**Supplied records**

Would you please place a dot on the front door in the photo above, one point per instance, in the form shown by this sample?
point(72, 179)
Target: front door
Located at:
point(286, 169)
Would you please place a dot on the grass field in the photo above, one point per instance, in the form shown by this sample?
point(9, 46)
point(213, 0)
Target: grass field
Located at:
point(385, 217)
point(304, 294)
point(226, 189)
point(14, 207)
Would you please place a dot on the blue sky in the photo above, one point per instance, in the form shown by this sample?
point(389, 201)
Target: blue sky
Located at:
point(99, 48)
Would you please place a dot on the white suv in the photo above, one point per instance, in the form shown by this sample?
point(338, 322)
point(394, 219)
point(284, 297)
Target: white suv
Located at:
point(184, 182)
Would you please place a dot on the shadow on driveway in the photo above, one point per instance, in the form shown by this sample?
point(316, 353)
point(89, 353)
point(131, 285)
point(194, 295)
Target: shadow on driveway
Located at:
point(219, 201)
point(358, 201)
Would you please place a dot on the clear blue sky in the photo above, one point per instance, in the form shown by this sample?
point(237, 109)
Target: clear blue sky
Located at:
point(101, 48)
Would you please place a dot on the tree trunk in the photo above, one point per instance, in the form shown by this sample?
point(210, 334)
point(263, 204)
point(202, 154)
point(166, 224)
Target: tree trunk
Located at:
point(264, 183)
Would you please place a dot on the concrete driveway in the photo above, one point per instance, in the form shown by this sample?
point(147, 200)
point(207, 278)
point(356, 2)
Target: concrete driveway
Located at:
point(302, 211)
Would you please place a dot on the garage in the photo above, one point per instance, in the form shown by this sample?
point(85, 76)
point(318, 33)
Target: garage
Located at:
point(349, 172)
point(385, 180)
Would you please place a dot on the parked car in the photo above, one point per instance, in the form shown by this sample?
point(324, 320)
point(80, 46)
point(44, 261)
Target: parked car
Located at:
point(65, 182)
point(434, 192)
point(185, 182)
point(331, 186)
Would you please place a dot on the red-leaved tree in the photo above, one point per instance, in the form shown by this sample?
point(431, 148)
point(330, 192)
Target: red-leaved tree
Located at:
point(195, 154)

**Your instructions**
Reproduce all of the records above with every instance of "Located at" replaced by "Found at", leaving everything else unchanged.

**Solved exercise**
Would you please place a dot on the front door in the photo above, one point per instance, in the form shown by this sample?
point(72, 179)
Target: front door
Found at:
point(286, 169)
Would you please place a dot on the grass field in the photo above, one point per instance, in the form shown by this sample?
point(9, 46)
point(213, 0)
Target: grass field
Found at:
point(385, 217)
point(304, 294)
point(226, 189)
point(14, 207)
Would you please place a dot on the blue sky in the photo above, one point per instance, in the form shown by this sample?
point(389, 201)
Target: blue sky
Found at:
point(99, 48)
Would you please place a dot on the white suv in the photo above, one point per instance, in the form shown by this sample?
point(338, 322)
point(394, 219)
point(284, 297)
Target: white suv
Found at:
point(184, 182)
Would you please place a dot on the shadow on driveway in the photo above, one point per instance, in the form shown by this sample?
point(316, 353)
point(89, 353)
point(131, 285)
point(194, 295)
Target: shadow on driveway
Found at:
point(219, 201)
point(358, 201)
Would you please place a dot on the clear blue sky in the photo above, one point per instance, in the form shown by this sample?
point(237, 109)
Target: clear blue sky
Found at:
point(101, 48)
Would you please place a dot on the tree trunk in the photo above, one point per instance, in the form shown by this sample?
point(210, 334)
point(263, 204)
point(202, 154)
point(166, 224)
Target: tree trunk
Found at:
point(264, 183)
Would you please place a dot on the concrete driveway in the photo above, one point per instance, in the form shown by this sample?
point(147, 200)
point(207, 278)
point(356, 2)
Target: concrete driveway
Found at:
point(302, 211)
Would you please place a dot on the garage in the photo above, one point per instance, in the form shown by this sample?
point(85, 76)
point(318, 33)
Target: garage
Found at:
point(349, 172)
point(385, 180)
Would you please place a dot on the parked car in the photo above, one point per instance, in the form shown by this sample?
point(324, 320)
point(80, 46)
point(44, 261)
Target: parked car
Found at:
point(65, 182)
point(434, 192)
point(185, 182)
point(331, 186)
Would you please place a dot on the red-leaved tree in the photo above, one point per instance, in the form shown by this sample?
point(431, 148)
point(330, 192)
Target: red-leaved tree
Found at:
point(195, 154)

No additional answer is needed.